TASK DESCRIPTION: Can you turn the lines of all the records below into a Markdown table with the columns Row and Line, numbering each row and leaving out blank lines? Keep the pictures out of your answer.

DATA EXTRACT:

______

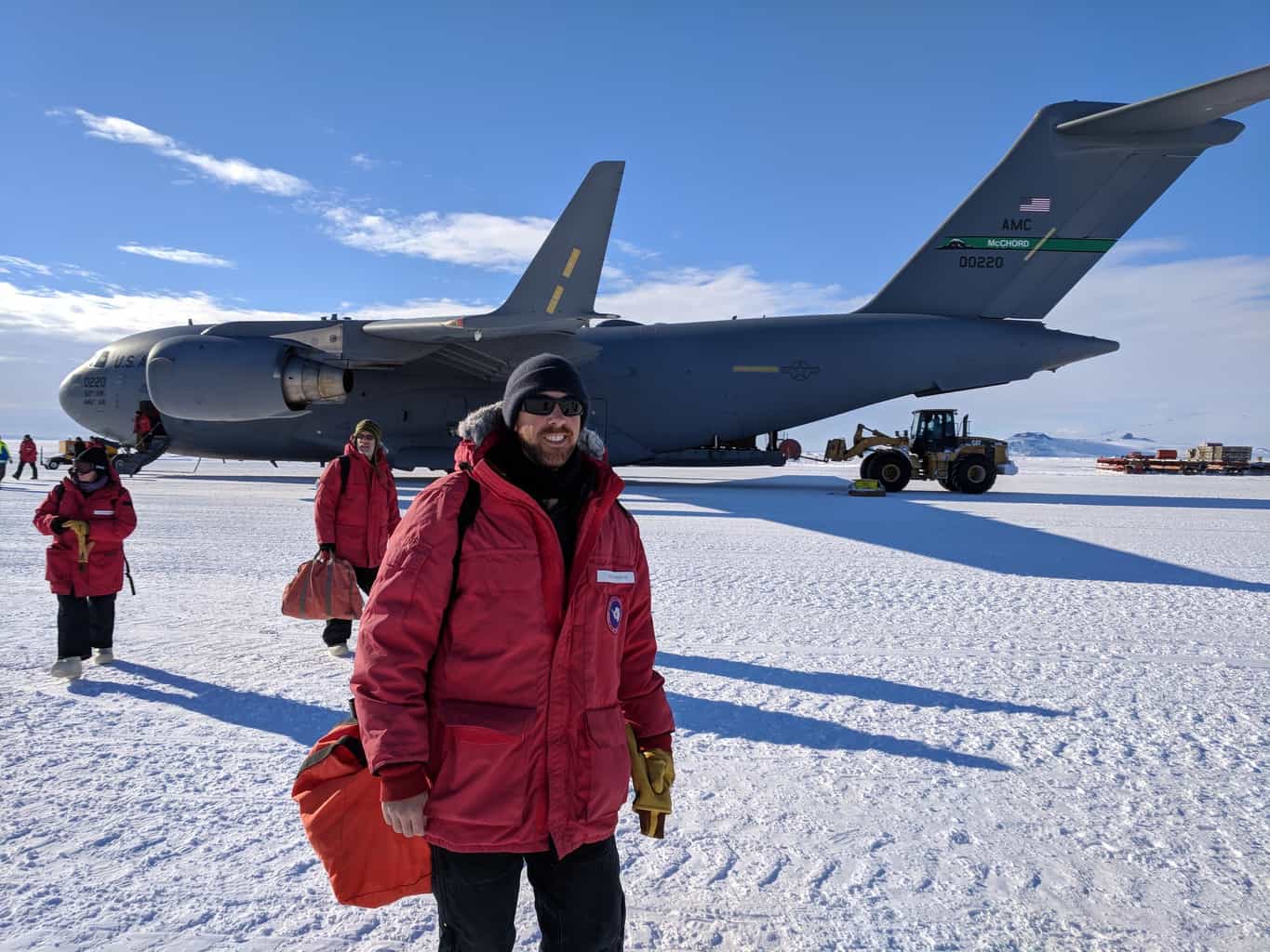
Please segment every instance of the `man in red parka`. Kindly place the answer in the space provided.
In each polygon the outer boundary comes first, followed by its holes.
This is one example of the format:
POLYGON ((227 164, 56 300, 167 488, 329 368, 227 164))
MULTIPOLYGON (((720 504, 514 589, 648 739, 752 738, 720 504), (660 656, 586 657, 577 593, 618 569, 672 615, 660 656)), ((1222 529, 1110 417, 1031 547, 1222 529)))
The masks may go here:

______

TASK ANSWER:
| Row | Line |
|---|---|
| 1 | Please segment every instance of the `man in red parka`. Kindly place the answer in the space provided. |
| 2 | In each polygon the outer boundary comes first, followed by its holes. |
| 3 | This is one example of the format: |
| 4 | POLYGON ((227 164, 56 300, 167 488, 329 368, 227 164)) |
| 5 | MULTIPOLYGON (((720 504, 514 589, 648 739, 752 738, 720 504), (660 656, 586 657, 577 593, 618 569, 672 615, 660 656)), ((1222 529, 1110 417, 1031 547, 1222 529))) |
| 6 | The masks may go here: |